■ **Rows from a dataset**:
######

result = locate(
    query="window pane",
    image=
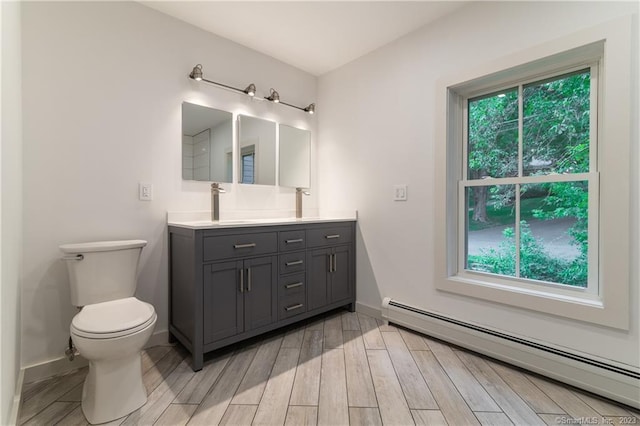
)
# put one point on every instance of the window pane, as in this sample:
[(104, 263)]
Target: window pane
[(493, 136), (556, 125), (553, 233), (490, 229)]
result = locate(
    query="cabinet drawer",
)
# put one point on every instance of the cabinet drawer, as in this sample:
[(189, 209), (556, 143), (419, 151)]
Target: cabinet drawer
[(292, 240), (329, 236), (292, 262), (291, 285), (226, 246), (292, 305)]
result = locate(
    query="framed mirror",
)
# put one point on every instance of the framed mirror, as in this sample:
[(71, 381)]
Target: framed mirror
[(256, 151), (207, 144), (295, 157)]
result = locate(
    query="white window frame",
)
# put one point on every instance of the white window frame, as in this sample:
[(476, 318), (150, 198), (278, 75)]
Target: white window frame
[(592, 177), (609, 45)]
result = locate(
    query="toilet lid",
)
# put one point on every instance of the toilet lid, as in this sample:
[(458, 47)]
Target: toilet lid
[(113, 318)]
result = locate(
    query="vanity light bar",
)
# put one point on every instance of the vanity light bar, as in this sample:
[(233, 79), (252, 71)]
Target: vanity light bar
[(196, 74)]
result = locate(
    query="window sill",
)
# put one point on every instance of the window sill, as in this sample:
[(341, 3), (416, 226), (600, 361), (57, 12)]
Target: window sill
[(580, 306)]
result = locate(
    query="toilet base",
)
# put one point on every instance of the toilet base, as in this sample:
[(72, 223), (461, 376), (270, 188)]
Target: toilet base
[(113, 389)]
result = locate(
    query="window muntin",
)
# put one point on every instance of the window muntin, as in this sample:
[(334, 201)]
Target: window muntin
[(526, 182)]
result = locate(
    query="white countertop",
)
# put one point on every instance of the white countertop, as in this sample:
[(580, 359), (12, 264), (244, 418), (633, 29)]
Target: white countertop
[(174, 219)]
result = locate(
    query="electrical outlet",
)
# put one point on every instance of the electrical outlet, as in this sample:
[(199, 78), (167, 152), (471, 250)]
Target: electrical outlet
[(145, 191), (400, 193)]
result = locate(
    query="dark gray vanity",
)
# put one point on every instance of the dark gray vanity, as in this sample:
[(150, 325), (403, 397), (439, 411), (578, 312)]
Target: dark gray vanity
[(229, 283)]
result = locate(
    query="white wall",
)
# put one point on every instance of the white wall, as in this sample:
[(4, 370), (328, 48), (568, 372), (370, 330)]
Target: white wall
[(11, 207), (377, 129), (102, 94)]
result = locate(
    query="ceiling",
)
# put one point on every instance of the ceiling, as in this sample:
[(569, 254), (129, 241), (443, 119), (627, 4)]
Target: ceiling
[(315, 36)]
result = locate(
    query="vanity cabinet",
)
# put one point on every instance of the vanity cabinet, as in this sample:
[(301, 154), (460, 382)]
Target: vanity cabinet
[(231, 283)]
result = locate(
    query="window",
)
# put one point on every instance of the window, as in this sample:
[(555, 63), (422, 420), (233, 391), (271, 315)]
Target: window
[(528, 180), (539, 145)]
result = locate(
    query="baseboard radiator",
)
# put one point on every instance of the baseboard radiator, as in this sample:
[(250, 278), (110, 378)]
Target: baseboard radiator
[(619, 382)]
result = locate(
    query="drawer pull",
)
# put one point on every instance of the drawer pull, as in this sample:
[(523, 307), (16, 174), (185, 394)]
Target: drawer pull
[(244, 245), (293, 307), (294, 285)]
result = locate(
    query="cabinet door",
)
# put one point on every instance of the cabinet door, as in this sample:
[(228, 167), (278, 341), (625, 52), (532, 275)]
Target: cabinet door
[(260, 291), (317, 275), (340, 282), (223, 301)]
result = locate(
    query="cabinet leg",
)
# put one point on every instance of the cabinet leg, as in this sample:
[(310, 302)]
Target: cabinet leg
[(197, 361)]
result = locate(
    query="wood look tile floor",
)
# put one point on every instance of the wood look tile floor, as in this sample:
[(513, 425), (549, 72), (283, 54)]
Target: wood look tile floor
[(339, 369)]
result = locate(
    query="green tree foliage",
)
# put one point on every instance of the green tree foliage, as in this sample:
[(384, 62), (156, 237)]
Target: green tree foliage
[(555, 126)]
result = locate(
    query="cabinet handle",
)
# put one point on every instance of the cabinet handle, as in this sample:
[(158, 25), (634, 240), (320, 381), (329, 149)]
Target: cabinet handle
[(293, 307), (294, 285), (244, 245)]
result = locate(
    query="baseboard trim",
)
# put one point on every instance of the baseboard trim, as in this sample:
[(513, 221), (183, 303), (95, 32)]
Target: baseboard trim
[(17, 399), (369, 310), (61, 365), (592, 378)]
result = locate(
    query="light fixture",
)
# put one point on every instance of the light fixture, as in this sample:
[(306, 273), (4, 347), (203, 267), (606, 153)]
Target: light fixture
[(196, 74), (273, 96), (311, 109), (250, 90)]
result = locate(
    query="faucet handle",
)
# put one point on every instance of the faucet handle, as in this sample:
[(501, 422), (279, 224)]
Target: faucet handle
[(215, 186)]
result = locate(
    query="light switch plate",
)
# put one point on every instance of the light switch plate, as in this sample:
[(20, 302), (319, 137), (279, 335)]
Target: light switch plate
[(399, 192), (145, 191)]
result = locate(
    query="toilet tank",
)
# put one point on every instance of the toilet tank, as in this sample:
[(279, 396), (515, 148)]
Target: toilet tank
[(102, 271)]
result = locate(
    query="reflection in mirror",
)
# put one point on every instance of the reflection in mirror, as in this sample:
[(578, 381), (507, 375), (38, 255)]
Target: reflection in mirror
[(257, 159), (295, 157), (207, 144)]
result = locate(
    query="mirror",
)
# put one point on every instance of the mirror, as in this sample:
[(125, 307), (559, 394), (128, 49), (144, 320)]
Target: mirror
[(257, 151), (295, 157), (207, 144)]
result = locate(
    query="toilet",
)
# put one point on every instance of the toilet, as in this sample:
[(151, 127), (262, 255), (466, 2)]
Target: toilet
[(112, 326)]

######

■ **Stated task**: Pick out every line in the rows above that contains the word "toilet" and copy each one.

■ **Result**:
    query="toilet lid",
# put one point on every instance of the toilet lid, as in this sample:
Target: toilet lid
    query="toilet base",
# put one point on every instance of the toilet base, as in this sample:
Target: toilet base
    query="toilet tank",
# put one point on every instance of the toilet tank, as in this sample:
Target: toilet tank
    query="toilet",
# put one point on every instance of the toilet, as in this sample:
Target: toilet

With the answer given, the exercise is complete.